TASK DETAILS – Rewrite the items with "positive clicks" renamed to "foreground clicks" throughout, leaving everything else as it is.

═══ DATA FOR THIS TASK ═══

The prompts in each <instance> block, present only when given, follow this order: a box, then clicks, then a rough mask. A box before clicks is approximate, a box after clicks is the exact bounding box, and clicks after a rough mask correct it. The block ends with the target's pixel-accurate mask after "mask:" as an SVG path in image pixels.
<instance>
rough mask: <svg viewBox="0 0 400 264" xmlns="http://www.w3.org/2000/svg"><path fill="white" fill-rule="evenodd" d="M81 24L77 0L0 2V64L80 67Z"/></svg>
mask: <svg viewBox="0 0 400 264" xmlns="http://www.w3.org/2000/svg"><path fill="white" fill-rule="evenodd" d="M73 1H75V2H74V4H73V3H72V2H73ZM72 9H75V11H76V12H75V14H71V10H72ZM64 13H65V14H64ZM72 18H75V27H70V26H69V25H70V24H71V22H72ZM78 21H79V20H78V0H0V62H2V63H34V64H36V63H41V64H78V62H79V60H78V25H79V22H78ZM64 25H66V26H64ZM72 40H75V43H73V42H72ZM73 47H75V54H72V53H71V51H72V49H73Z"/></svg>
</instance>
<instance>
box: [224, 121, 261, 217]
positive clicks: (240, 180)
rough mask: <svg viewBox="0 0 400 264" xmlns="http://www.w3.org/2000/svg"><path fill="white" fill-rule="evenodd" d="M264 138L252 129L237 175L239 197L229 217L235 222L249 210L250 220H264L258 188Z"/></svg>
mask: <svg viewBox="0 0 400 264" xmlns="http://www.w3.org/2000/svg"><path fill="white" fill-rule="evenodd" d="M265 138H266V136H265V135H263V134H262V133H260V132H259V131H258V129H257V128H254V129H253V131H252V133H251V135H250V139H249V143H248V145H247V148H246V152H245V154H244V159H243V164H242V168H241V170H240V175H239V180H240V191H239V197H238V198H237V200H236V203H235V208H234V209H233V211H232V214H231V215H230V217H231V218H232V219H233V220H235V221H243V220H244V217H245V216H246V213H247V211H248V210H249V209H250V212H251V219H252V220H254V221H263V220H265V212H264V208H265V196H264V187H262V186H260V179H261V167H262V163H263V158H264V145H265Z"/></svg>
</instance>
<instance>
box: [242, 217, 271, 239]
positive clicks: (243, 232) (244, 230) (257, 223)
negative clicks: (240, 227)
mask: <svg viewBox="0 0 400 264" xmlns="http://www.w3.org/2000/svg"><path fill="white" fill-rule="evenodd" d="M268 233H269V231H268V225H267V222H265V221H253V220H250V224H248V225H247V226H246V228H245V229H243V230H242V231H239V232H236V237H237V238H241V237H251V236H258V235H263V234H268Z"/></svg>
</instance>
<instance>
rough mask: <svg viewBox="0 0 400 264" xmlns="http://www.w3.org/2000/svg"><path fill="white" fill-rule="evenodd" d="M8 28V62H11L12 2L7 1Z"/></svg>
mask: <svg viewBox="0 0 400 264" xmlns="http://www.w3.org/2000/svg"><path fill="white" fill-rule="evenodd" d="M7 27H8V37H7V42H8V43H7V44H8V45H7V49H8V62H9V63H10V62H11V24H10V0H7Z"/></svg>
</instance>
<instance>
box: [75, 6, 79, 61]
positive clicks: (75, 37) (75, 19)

═══

EXERCISE SOLUTION –
The prompts in each <instance> block, present only when given, follow this order: a box, then clicks, then a rough mask. A box before clicks is approximate, a box after clicks is the exact bounding box, and clicks after a rough mask correct it. The block ends with the target's pixel-accurate mask after "mask:" as an SVG path in image pixels.
<instance>
rough mask: <svg viewBox="0 0 400 264" xmlns="http://www.w3.org/2000/svg"><path fill="white" fill-rule="evenodd" d="M81 24L77 0L0 2V64L80 67Z"/></svg>
mask: <svg viewBox="0 0 400 264" xmlns="http://www.w3.org/2000/svg"><path fill="white" fill-rule="evenodd" d="M73 1H75V2H74V4H73V3H72V2H73ZM72 9H75V11H76V12H75V14H71V10H72ZM64 13H65V14H64ZM72 18H75V27H70V26H69V25H70V24H71V22H72ZM78 21H79V20H78V0H0V62H2V63H34V64H36V63H41V64H78V62H79V60H78V25H79V22H78ZM64 25H66V26H64ZM72 40H75V43H73V42H72ZM73 47H75V54H72V53H71V51H72V49H73Z"/></svg>
</instance>
<instance>
box: [224, 121, 261, 217]
foreground clicks: (240, 180)
rough mask: <svg viewBox="0 0 400 264" xmlns="http://www.w3.org/2000/svg"><path fill="white" fill-rule="evenodd" d="M264 138L252 129L237 175L239 197L229 217L235 222L249 210L250 220H264L258 188Z"/></svg>
mask: <svg viewBox="0 0 400 264" xmlns="http://www.w3.org/2000/svg"><path fill="white" fill-rule="evenodd" d="M265 138H266V136H265V135H263V134H262V133H260V132H259V131H258V129H257V128H254V129H253V131H252V133H251V135H250V139H249V143H248V145H247V148H246V152H245V154H244V159H243V164H242V168H241V170H240V175H239V180H240V191H239V197H238V198H237V200H236V203H235V208H234V209H233V211H232V214H231V215H230V217H231V218H232V219H233V220H235V221H243V220H244V217H245V216H246V213H247V211H248V210H249V209H250V212H251V219H252V220H254V221H263V220H265V212H264V208H265V196H264V187H262V186H260V179H261V167H262V163H263V158H264V145H265Z"/></svg>
</instance>
<instance>
box: [242, 217, 271, 239]
foreground clicks: (243, 232) (244, 230) (257, 223)
negative clicks: (240, 227)
mask: <svg viewBox="0 0 400 264" xmlns="http://www.w3.org/2000/svg"><path fill="white" fill-rule="evenodd" d="M268 233H269V231H268V225H267V222H265V221H253V220H250V224H248V225H247V226H246V228H245V229H243V230H242V231H239V232H236V237H237V238H241V237H251V236H258V235H263V234H268Z"/></svg>
</instance>
<instance>
rough mask: <svg viewBox="0 0 400 264" xmlns="http://www.w3.org/2000/svg"><path fill="white" fill-rule="evenodd" d="M8 28V62H11L12 2L7 1Z"/></svg>
mask: <svg viewBox="0 0 400 264" xmlns="http://www.w3.org/2000/svg"><path fill="white" fill-rule="evenodd" d="M7 27H8V37H7V42H8V43H7V44H8V45H7V49H8V62H9V63H10V62H11V24H10V0H7Z"/></svg>
</instance>
<instance>
box: [75, 6, 79, 61]
foreground clicks: (75, 37) (75, 19)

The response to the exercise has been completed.